◆ WHAT YOU WILL DO: Find each line in the records below that contains the word "stripe", and copy it out.

◆ PROVIDED DATA:
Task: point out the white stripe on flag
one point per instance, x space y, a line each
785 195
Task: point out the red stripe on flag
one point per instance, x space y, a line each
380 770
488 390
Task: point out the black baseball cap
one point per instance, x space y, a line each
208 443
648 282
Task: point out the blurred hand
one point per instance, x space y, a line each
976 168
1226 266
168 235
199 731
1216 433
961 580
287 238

--

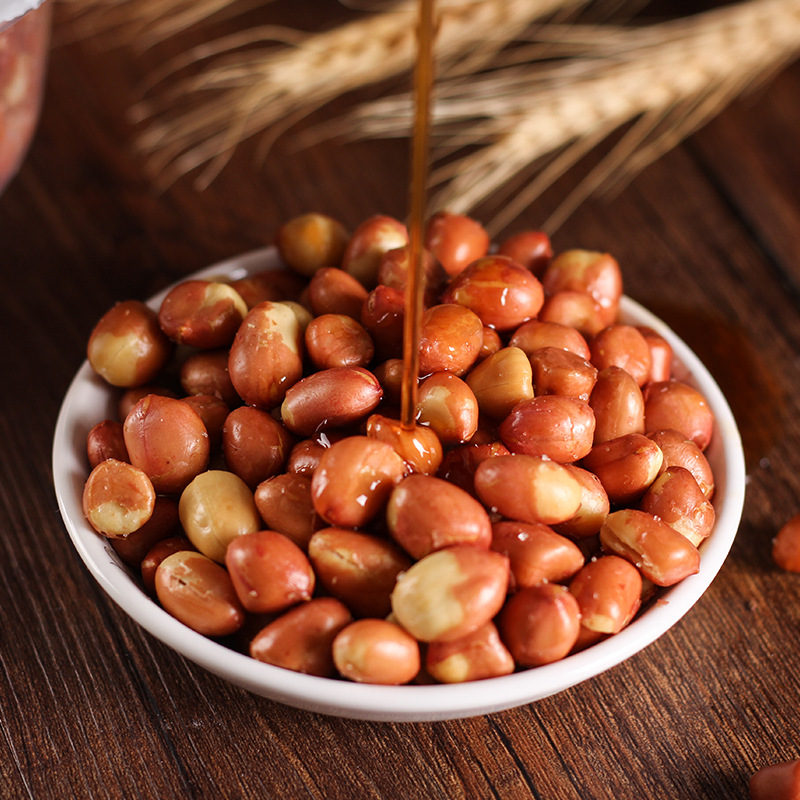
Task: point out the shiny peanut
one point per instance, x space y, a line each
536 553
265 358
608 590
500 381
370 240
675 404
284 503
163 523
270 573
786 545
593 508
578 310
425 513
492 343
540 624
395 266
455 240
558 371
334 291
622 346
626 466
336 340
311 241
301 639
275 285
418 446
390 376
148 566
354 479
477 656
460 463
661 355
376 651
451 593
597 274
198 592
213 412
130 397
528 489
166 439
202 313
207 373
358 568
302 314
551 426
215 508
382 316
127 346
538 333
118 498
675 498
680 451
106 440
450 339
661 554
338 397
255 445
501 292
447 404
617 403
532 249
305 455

◆ RESPONSE TO THIS EXERCISE:
Task: point out the white stripe on flag
Task: point out the red stripe on flag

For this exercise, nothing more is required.